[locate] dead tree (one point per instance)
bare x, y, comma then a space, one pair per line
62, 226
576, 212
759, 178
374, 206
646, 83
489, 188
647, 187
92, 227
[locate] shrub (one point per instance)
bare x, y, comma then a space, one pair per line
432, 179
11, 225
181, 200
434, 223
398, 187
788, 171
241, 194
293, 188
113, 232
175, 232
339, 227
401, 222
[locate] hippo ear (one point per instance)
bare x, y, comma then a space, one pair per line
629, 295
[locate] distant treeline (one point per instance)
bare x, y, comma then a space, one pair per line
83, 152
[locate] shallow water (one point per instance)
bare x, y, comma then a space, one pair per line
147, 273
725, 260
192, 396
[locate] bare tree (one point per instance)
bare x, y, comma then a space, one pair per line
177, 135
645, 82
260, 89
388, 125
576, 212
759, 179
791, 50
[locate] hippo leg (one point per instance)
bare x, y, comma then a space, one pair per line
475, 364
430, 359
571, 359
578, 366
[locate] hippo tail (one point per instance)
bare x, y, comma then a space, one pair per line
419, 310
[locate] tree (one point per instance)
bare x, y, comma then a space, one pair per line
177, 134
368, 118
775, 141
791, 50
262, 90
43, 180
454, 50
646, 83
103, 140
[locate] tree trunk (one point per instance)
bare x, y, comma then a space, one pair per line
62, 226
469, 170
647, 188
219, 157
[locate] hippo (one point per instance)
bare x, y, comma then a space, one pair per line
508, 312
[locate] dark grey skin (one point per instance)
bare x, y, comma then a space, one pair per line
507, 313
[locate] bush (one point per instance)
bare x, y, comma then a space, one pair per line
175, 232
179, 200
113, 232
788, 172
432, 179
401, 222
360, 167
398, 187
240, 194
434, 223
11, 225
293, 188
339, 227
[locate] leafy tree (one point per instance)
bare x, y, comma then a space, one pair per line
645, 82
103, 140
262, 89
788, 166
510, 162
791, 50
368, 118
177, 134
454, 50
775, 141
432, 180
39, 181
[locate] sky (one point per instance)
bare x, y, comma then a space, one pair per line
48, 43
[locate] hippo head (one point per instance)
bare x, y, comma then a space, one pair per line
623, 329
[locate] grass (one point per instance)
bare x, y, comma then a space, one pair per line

══════

Short task: Render every line of the records above as a JSON array of strings, one string per line, omitting blank lines.

Solution for this task:
[
  "[locate] dead tree (one point per instance)",
  "bare x, y, comma then a space, one pair per line",
  "62, 226",
  "576, 212",
  "759, 178",
  "374, 206",
  "646, 83",
  "489, 188",
  "647, 187",
  "92, 227",
  "[locate] shrub (one point per instance)",
  "bare x, y, comma then a space, one pair per line",
  "432, 179",
  "11, 225",
  "181, 200",
  "434, 223",
  "398, 187",
  "788, 171",
  "241, 194",
  "293, 188",
  "113, 232",
  "175, 232",
  "339, 227",
  "401, 222",
  "[locate] hippo ear (one point per instance)",
  "bare x, y, comma then a space, one pair per line",
  "629, 295",
  "[locate] distant treeline (one point per instance)",
  "bare x, y, comma then a space, one pair per line",
  "83, 152",
  "[locate] shallow water (one point per instance)",
  "bare x, y, comma then a space, one pair per line",
  "147, 273",
  "725, 260",
  "192, 396",
  "[locate] bare tree (one point per instance)",
  "bare x, y, comma then a space, one pair per line",
  "177, 135",
  "645, 82",
  "260, 89",
  "388, 125",
  "576, 212",
  "759, 179",
  "791, 50",
  "[locate] hippo leg (one point per instance)",
  "bare x, y, comma then a space, one pair per line",
  "475, 364",
  "430, 359",
  "571, 359",
  "578, 366",
  "[locate] hippo tail (one point per instance)",
  "bare x, y, comma then a space, one pair per line",
  "419, 310",
  "[locate] tree (one point per instance)",
  "bare x, y, comma then a space, one pair per line",
  "177, 134",
  "368, 118",
  "775, 141",
  "791, 50",
  "262, 90",
  "43, 180",
  "454, 50",
  "646, 83",
  "103, 140",
  "[locate] tree trunk (one point per instance)",
  "bare x, y, comma then a space, one pair per line",
  "62, 226",
  "469, 170",
  "647, 188",
  "219, 157",
  "[locate] hippo (one point per instance)",
  "bare x, y, comma then a space, one pair per line",
  "508, 312",
  "[locate] dark grey skin (one point per instance)",
  "bare x, y, comma then a space, one pair per line",
  "507, 313",
  "[locate] bush (one point per instance)",
  "bare x, y, comma then a space, one pair per line",
  "175, 232",
  "179, 200",
  "113, 232",
  "788, 172",
  "432, 179",
  "401, 222",
  "360, 167",
  "398, 187",
  "240, 194",
  "434, 223",
  "11, 225",
  "293, 188",
  "339, 227",
  "[locate] leafy tree (one point per instance)",
  "bare x, y, comma then a space, one pair per line",
  "645, 82",
  "103, 140",
  "262, 89",
  "788, 166",
  "510, 162",
  "791, 50",
  "368, 118",
  "177, 134",
  "454, 50",
  "775, 141",
  "432, 180",
  "39, 181",
  "[locate] sky (one point per instance)",
  "bare x, y, comma then a space, one pair per line",
  "48, 43",
  "[locate] hippo head (one point per instance)",
  "bare x, y, comma then a space, one pair per line",
  "623, 329",
  "[locate] grass (one point per instance)",
  "bare x, y, comma then a space, one pair per line"
]